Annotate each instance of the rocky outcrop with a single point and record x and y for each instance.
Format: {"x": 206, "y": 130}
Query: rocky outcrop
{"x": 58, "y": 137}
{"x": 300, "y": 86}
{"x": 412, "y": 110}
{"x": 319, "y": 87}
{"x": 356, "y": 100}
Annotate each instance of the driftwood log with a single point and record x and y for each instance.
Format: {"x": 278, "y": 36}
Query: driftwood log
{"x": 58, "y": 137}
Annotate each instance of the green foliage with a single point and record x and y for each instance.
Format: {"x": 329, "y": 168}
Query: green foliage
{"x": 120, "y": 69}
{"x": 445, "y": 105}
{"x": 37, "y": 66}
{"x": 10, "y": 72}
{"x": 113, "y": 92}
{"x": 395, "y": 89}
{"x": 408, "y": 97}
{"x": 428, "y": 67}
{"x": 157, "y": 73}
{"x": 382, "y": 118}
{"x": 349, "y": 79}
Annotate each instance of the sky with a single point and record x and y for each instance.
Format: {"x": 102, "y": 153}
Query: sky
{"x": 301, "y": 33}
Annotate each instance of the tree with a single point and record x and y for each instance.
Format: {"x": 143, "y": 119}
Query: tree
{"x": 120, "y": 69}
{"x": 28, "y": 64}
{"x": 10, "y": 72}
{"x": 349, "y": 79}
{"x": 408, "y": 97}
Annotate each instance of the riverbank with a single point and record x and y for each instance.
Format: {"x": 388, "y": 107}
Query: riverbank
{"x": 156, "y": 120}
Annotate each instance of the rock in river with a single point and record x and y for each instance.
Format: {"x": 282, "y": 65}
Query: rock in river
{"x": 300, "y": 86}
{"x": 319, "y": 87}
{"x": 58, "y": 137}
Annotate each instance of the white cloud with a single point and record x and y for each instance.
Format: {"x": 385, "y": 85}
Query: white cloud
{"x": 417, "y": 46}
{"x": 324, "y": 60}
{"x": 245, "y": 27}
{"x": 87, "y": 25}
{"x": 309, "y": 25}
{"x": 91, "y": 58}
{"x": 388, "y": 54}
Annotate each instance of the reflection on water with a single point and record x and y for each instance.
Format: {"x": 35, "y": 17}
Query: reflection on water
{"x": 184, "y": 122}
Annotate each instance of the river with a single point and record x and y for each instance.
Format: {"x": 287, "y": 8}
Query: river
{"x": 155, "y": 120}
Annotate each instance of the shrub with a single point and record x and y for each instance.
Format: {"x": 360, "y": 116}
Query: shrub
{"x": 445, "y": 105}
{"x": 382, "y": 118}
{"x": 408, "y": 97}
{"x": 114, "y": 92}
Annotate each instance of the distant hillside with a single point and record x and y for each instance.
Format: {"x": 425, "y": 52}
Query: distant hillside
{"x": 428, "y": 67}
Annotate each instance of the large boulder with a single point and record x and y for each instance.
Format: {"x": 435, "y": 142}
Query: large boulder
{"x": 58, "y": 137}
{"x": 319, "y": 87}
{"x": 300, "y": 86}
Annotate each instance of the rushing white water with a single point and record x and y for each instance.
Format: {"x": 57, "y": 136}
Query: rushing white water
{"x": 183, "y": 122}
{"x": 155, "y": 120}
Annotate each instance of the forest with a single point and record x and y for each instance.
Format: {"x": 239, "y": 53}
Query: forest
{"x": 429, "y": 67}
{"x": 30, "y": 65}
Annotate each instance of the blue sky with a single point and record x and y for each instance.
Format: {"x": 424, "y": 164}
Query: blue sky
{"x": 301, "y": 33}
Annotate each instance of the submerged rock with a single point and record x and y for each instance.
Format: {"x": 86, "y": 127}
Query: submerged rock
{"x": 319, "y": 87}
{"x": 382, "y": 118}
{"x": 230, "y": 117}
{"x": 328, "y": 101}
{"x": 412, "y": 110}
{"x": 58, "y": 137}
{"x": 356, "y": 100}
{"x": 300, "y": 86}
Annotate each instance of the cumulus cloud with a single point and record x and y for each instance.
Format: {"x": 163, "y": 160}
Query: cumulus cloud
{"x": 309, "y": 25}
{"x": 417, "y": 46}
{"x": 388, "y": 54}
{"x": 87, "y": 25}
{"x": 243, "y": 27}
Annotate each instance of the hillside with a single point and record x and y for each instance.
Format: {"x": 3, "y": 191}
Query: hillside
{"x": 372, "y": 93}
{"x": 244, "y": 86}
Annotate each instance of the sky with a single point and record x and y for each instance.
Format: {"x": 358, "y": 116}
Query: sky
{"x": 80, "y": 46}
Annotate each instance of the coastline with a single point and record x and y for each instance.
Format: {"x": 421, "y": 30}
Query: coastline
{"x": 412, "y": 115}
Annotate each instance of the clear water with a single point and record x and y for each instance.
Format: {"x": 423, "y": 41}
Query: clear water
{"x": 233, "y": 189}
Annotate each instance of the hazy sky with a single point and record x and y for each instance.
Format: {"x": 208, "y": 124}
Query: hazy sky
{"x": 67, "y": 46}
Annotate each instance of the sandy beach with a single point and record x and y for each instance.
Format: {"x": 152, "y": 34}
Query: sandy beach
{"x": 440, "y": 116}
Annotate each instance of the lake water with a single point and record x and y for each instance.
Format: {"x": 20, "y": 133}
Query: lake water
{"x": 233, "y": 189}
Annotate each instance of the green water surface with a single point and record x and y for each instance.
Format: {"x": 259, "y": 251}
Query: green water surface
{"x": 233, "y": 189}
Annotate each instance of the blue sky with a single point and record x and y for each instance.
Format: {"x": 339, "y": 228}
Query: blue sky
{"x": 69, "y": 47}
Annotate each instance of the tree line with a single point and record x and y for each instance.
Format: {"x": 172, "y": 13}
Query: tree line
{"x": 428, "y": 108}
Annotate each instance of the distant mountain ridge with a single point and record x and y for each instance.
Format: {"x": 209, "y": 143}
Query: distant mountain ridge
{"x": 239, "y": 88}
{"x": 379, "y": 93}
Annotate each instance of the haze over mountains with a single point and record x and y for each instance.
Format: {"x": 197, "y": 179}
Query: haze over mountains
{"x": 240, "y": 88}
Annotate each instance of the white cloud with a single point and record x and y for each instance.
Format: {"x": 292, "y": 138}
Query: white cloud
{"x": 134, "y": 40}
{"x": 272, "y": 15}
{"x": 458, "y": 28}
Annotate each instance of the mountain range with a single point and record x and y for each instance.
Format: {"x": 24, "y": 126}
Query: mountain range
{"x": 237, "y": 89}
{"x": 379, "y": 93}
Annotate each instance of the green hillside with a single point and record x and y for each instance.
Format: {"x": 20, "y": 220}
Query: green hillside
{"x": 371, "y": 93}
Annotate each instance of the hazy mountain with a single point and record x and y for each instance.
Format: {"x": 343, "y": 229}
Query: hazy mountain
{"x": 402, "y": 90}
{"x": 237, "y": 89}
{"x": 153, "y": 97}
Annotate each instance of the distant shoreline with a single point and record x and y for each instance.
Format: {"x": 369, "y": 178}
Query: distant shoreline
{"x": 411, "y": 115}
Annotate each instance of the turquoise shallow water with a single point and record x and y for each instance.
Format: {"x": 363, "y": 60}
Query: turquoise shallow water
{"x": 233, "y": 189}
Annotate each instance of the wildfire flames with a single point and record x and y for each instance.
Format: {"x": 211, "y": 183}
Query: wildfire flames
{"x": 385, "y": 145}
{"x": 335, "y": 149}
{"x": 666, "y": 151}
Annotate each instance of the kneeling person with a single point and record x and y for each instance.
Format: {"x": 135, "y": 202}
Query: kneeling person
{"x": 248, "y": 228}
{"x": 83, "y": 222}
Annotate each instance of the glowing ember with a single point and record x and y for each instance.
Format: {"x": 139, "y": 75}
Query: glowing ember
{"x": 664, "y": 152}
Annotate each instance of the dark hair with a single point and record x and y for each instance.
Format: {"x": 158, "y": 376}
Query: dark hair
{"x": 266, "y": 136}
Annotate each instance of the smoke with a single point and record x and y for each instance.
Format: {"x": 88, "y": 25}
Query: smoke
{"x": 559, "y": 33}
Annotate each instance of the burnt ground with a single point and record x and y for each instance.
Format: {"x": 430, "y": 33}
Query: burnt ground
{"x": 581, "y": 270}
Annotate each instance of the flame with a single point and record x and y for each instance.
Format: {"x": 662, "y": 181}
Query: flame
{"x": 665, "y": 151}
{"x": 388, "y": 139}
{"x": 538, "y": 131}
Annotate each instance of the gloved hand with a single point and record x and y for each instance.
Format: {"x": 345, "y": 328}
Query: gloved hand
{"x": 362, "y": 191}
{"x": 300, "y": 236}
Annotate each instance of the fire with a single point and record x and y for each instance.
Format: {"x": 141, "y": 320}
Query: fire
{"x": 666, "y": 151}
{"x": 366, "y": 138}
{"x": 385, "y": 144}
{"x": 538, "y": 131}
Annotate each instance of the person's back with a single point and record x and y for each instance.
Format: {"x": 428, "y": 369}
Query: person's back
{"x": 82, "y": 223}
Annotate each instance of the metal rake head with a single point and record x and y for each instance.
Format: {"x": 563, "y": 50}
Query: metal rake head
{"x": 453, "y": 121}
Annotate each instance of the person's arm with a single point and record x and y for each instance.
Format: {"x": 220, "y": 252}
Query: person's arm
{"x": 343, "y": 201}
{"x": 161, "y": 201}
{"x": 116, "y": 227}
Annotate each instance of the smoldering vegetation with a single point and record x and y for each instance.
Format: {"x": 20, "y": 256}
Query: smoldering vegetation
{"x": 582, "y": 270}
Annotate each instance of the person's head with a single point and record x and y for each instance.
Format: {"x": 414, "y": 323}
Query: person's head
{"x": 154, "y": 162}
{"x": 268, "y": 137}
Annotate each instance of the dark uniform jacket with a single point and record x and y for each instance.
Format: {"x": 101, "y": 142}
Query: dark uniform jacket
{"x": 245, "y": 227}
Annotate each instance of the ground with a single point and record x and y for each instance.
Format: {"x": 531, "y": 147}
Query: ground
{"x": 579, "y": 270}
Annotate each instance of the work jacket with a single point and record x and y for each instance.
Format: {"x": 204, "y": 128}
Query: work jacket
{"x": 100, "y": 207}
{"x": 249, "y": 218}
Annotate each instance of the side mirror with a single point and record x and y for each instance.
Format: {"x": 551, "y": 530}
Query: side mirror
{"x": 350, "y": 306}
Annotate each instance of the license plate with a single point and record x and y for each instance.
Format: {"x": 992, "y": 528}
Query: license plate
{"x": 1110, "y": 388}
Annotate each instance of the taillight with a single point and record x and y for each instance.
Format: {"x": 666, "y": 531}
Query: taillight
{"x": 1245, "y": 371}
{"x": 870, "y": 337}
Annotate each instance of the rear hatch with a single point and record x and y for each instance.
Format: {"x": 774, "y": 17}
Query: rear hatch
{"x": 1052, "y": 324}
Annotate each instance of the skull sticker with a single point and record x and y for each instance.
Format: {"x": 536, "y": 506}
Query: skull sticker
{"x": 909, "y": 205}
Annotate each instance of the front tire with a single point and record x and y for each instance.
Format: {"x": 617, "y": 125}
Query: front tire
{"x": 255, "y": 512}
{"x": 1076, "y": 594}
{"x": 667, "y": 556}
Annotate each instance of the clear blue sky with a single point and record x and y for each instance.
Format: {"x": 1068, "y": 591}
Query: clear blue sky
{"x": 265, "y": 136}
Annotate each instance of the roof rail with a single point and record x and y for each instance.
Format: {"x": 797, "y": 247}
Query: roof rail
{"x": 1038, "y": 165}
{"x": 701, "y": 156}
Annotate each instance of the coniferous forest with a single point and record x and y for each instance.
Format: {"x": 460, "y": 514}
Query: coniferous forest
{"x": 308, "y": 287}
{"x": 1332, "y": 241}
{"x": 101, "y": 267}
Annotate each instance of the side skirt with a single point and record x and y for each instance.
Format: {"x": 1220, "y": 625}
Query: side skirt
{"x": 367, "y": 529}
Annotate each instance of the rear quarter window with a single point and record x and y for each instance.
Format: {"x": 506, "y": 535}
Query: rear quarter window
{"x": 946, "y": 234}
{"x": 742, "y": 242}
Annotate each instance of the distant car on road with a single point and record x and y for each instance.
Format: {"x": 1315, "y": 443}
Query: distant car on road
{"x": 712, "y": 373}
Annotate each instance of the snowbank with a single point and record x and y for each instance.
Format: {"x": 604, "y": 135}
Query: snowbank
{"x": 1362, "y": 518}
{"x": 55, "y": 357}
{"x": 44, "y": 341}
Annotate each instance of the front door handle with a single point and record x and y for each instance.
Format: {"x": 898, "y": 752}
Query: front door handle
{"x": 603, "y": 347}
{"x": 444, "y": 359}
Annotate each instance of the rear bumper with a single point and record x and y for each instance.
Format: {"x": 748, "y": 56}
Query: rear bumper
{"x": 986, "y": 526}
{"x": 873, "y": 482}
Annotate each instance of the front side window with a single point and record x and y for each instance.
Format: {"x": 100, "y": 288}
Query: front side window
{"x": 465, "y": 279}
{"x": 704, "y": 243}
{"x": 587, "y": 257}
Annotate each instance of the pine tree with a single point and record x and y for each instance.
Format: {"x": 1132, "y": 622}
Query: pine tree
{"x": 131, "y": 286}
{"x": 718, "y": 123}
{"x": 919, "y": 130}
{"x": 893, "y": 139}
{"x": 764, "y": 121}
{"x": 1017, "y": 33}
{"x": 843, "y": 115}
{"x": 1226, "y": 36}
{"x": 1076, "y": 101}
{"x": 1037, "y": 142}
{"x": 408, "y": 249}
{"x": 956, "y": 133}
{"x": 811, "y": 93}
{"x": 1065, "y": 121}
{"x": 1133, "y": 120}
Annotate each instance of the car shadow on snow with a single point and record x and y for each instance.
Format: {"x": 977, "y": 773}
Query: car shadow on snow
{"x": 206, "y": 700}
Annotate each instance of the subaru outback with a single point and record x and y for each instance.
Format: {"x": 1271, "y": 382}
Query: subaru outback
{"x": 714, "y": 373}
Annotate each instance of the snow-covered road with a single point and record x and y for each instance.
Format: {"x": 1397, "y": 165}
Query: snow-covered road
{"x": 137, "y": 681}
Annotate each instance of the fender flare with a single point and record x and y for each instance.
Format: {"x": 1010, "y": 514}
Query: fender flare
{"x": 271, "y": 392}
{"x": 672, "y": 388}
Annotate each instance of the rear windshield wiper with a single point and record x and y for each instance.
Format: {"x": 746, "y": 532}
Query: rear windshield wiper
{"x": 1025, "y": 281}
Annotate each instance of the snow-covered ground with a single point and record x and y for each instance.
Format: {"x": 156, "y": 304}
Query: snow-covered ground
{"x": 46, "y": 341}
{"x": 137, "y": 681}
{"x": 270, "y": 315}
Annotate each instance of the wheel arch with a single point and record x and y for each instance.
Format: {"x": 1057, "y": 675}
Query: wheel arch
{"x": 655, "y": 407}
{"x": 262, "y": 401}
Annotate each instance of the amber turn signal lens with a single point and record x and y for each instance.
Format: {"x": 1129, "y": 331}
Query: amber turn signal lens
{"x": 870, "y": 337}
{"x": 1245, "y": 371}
*-*-*
→ **Required task**
The lines to quote run from the one containing "Annotate each instance of the pine" through the final line of the material above; please give them exactly, both ends included, and nothing else.

→ **Problem solution**
Annotate each instance of the pine tree with a single point and record x and y for each instance.
Format: {"x": 1132, "y": 622}
Query: pine tree
{"x": 131, "y": 286}
{"x": 718, "y": 123}
{"x": 919, "y": 130}
{"x": 893, "y": 139}
{"x": 764, "y": 121}
{"x": 1017, "y": 33}
{"x": 843, "y": 115}
{"x": 1226, "y": 36}
{"x": 1076, "y": 101}
{"x": 1037, "y": 142}
{"x": 408, "y": 249}
{"x": 956, "y": 133}
{"x": 811, "y": 93}
{"x": 1065, "y": 121}
{"x": 1133, "y": 120}
Annotate each instance of the car shadow on snow with a single point and record x and y for each instance.
Format: {"x": 977, "y": 773}
Query: car shadow on snow
{"x": 206, "y": 700}
Annotate each instance of the subaru outback with a single point and record x and y for each instance.
Format: {"x": 1271, "y": 382}
Query: subaru outback
{"x": 714, "y": 373}
Annotate each instance of the snow-covered road with a single point and record x and y for each instance.
Format: {"x": 1397, "y": 165}
Query: snow-covered road
{"x": 137, "y": 681}
Annotate each instance of the fender flare with a single point and record x and y for each instance.
Format: {"x": 1010, "y": 514}
Query: fender flare
{"x": 271, "y": 392}
{"x": 672, "y": 388}
Annotate each instance of the rear windshield wiper with a single point and record x and y for each instance.
Format: {"x": 746, "y": 532}
Query: rear windshield wiper
{"x": 1025, "y": 281}
Annotate each instance of the snow-covered ground with a single point and record x and y for each instance.
Format: {"x": 156, "y": 304}
Query: snow-covered ground
{"x": 46, "y": 341}
{"x": 137, "y": 681}
{"x": 270, "y": 315}
Annotate each instance of the wheel arch with a single point and record x and y for each instance.
Format: {"x": 1057, "y": 675}
Query: wheel arch
{"x": 655, "y": 407}
{"x": 262, "y": 401}
Annotate each instance of the amber turn signal lens with a single point and record x and y for each instance.
Format: {"x": 1129, "y": 331}
Query: amber turn signal lens
{"x": 870, "y": 337}
{"x": 1245, "y": 371}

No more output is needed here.